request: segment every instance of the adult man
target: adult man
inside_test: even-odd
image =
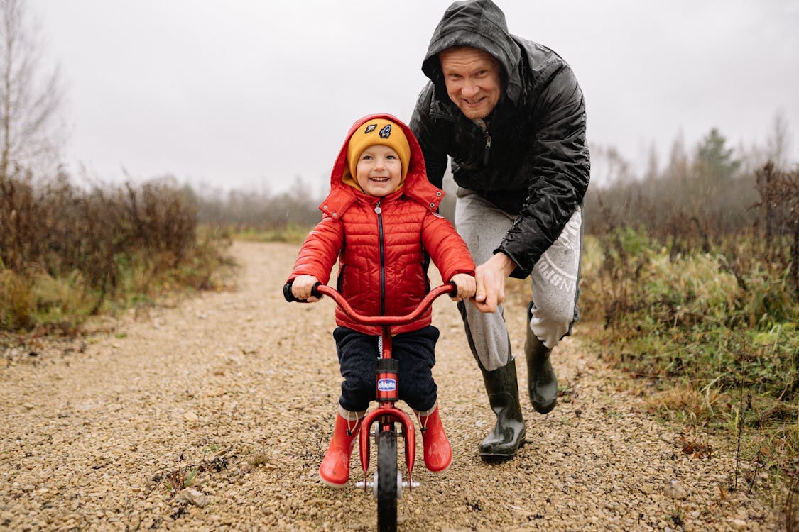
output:
[[[590,173],[582,93],[555,52],[508,33],[491,0],[447,9],[422,71],[430,81],[411,128],[438,187],[451,158],[455,225],[479,265],[474,305],[459,304],[497,416],[479,452],[509,459],[524,443],[525,425],[501,305],[505,278],[531,276],[525,356],[539,412],[555,407],[550,353],[578,318],[580,206]]]

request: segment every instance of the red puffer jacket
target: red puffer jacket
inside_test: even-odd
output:
[[[350,136],[376,118],[400,125],[411,146],[403,186],[383,198],[364,194],[341,179]],[[452,225],[436,213],[443,191],[427,181],[421,148],[407,126],[391,115],[372,115],[356,122],[346,138],[331,172],[331,192],[320,206],[322,221],[303,243],[288,281],[307,274],[327,284],[338,258],[337,290],[352,308],[368,316],[392,316],[408,313],[429,291],[425,251],[443,279],[448,281],[455,274],[473,275],[475,263],[468,248]],[[352,321],[340,309],[336,321],[367,334],[380,332],[380,327]],[[413,331],[430,323],[428,309],[415,322],[395,326],[392,331]]]

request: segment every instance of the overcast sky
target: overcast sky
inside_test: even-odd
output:
[[[67,167],[277,192],[329,180],[356,119],[407,120],[447,0],[30,0],[59,65]],[[592,148],[642,170],[718,128],[799,160],[799,0],[498,0],[586,97]],[[598,149],[596,150],[598,152]],[[602,179],[598,159],[594,179]]]

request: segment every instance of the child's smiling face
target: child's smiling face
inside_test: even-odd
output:
[[[400,156],[388,146],[369,146],[358,156],[356,179],[369,195],[382,198],[391,194],[402,180]]]

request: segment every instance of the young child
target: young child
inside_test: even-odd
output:
[[[475,294],[475,263],[451,224],[436,214],[443,191],[431,185],[408,127],[391,115],[362,118],[350,129],[320,206],[322,221],[300,250],[292,282],[295,298],[310,302],[317,282],[327,284],[339,259],[337,290],[358,313],[407,314],[429,291],[425,253],[443,279],[458,288],[455,301]],[[399,396],[422,428],[424,464],[443,471],[452,449],[439,416],[431,369],[439,330],[428,309],[414,323],[392,328],[392,356],[400,361]],[[380,328],[364,326],[336,310],[333,331],[340,364],[341,396],[332,440],[319,474],[331,486],[349,479],[350,456],[370,401],[375,399]]]

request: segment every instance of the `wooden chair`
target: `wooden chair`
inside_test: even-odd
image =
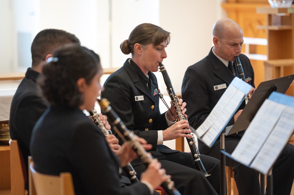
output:
[[[10,140],[10,177],[11,195],[28,194],[24,186],[28,181],[24,157],[19,150],[17,141]]]
[[[31,157],[29,160],[30,195],[74,195],[70,173],[61,173],[59,176],[41,173],[34,168]]]
[[[227,191],[228,195],[231,195],[233,191],[234,195],[238,195],[238,189],[234,179],[233,167],[225,166],[225,174],[227,177]],[[233,181],[232,181],[233,180]]]

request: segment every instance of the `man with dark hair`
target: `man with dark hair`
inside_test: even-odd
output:
[[[10,137],[17,140],[27,173],[32,130],[47,106],[39,94],[36,80],[41,73],[43,65],[52,56],[53,50],[70,43],[80,44],[75,35],[64,30],[47,29],[38,33],[32,43],[32,67],[28,69],[12,99],[9,120]]]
• • •
## Short exercise
Extract, word for word, every line from the one containing "request: segment every instance of the overcast" to the end of the data above, both ends included, and leave out the pictures.

## The reply
request: segment every instance of the overcast sky
target: overcast sky
inside_test: even-odd
output:
[[[67,167],[277,192],[329,180],[356,119],[407,120],[447,0],[30,0],[59,65]],[[592,148],[642,170],[718,128],[799,160],[799,0],[498,0],[586,97]],[[598,149],[596,150],[598,152]],[[602,179],[598,159],[594,179]]]

request: segment every instance of the child's smiling face
target: child's smiling face
inside_test: even-odd
output:
[[[400,156],[388,146],[369,146],[358,156],[356,179],[369,195],[382,198],[391,194],[402,180]]]

request: segment every instance of the young child
target: young child
inside_test: even-odd
output:
[[[475,294],[475,263],[451,224],[436,214],[443,191],[431,185],[408,127],[391,115],[362,118],[350,129],[320,206],[322,221],[300,250],[292,282],[295,298],[310,302],[317,282],[327,284],[339,259],[337,290],[358,313],[407,314],[429,291],[425,253],[443,279],[458,288],[455,301]],[[399,396],[422,428],[424,464],[443,471],[452,449],[439,416],[431,369],[439,330],[428,309],[414,323],[392,328],[392,356],[400,361]],[[380,328],[364,326],[336,310],[333,331],[340,364],[341,396],[332,440],[319,474],[331,486],[349,479],[350,456],[370,401],[375,399]]]

request: segment every instance of the `wooden chair`
target: `wooden chair`
inside_test: even-odd
image =
output:
[[[10,140],[10,177],[11,195],[28,194],[24,186],[28,181],[24,157],[19,150],[17,141]]]
[[[31,157],[29,160],[30,195],[74,195],[70,173],[61,173],[59,176],[41,173],[34,168]]]
[[[227,191],[228,195],[231,195],[233,191],[234,195],[238,195],[238,189],[234,179],[233,167],[225,166],[225,174],[227,177]],[[233,181],[232,181],[233,180]]]

request: segment every instance of the `man with dark hair`
target: `man with dark hair`
inside_test: even-odd
output:
[[[10,137],[17,140],[27,173],[32,130],[47,106],[39,94],[36,80],[41,73],[43,65],[52,56],[53,50],[70,43],[80,44],[75,35],[64,30],[47,29],[38,33],[32,43],[32,67],[28,69],[12,99],[9,120]]]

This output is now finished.